■ CONSIGNES DE TRAVAIL
(1) Répondez à ces questions sur l'entretien :
(a) Combien de morts la grippe de Hongkong a-t-elle faits en France en 1968 ?
(b) D'après Bernard-Henri Lévy, qu'est-ce qui a alimenté la folie collective ?
(c) Qu'est-ce que Bernard-Henri Lévy n'a pas pu faire après la mort d'une amie ?
(2) Recopiez sans rien changer le passage de l'entretien compris entre « JEAN-SÉBASTIEN STEHLI : En » et « saisis en 2020 ? », ces mots inclus.

JEAN-SÉBASTIEN STEHLI : En 1968, il y a eu 30 000 morts de la grippe de Hongkong en France : les gens mouraient sur les trottoirs, pourtant, personne ne s’en souvient. D’où vient la peur qui nous a saisis en 2020 ?
BERNARD-HENRI LÉVY : C’est d’abord, bien sûr, le signe rassurant que le monde sacralise enfin la vie. Mais on a aussi été victimes d’une hystérisation, une folie collective alimentées par les réseaux sociaux et les médias matraquant le chiffre des morts. On est entrés, cette fois pour de bon, dans le monde parallèle des chaînes d’infos.
JSS : À vous lire, on pourrait croire que c’est la fin de la civilisation !
BHL : Non. Mais, au minimum, une sacrée crise de civilisation ! L’idée qu’un sujet est un peu plus qu’un corps, sain ou moins sain, s’est ainsi totalement absentée de nos esprits. Et l’idée, à l’inverse, que rien n’est plus important que la santé, qu’il n’y a rien dont nous devons avoir plus peur que de la maladie, est, elle, complètement nouvelle.
JSS : Vous reprochez aussi aux médecins un abus de pouvoir. Vous évoquez même le régime de Vichy et la soumission à un ordre médical. C’est un peu fort, non ?
BHL : Le politique a fait exactement ce que Platon recommandait de ne pas faire : il a laissé les rênes aux médecins. C’est la pire des solutions. Les médecins ont tendance à traiter les humains comme des corps. Or, quand on traite les humains seulement comme des corps, on passe sur le reste, on oublie l’âme, le trait de foudre ou la part de lumière, qui singularise chacun, et on va, en effet, vers des choses terribles. C’est la première fois dans l’histoire de l’humanité que l’on ne peut plus dire adieu aux mourants. La première fois qu’on les inhume clandestinement. Avec cela, on entre dans le règne de l’inhumain. Une amie est morte du Covid. Je n’ai pas pu aller à son enterrement. Je me le reprocherai toute ma vie.

■ SECTION DES DONNÉES
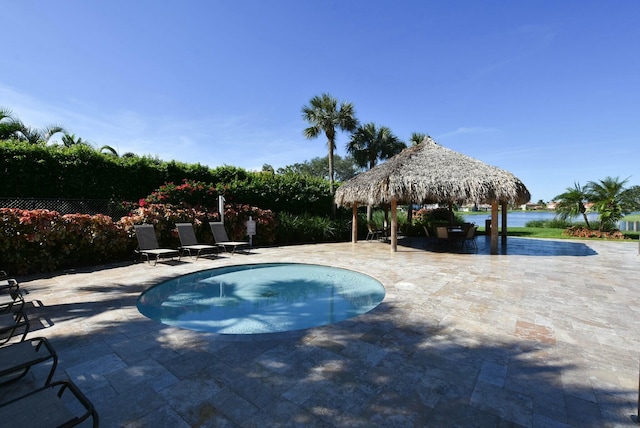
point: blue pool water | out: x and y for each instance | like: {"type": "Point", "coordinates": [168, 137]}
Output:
{"type": "Point", "coordinates": [261, 298]}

■ RÉPONSES CI-DESSOUS
(1)
(a) 30 000 morts.
(b) Les réseaux sociaux et les médias matraquant le chiffre des morts.
(c) Aller à son enterrement.

(2)
JEAN-SÉBASTIEN STEHLI : En 1968, il y a eu 30 000 morts de la grippe de Hongkong en France : les gens mouraient sur les trottoirs, pourtant, personne ne s’en souvient. D’où vient la peur qui nous a saisis en 2020 ?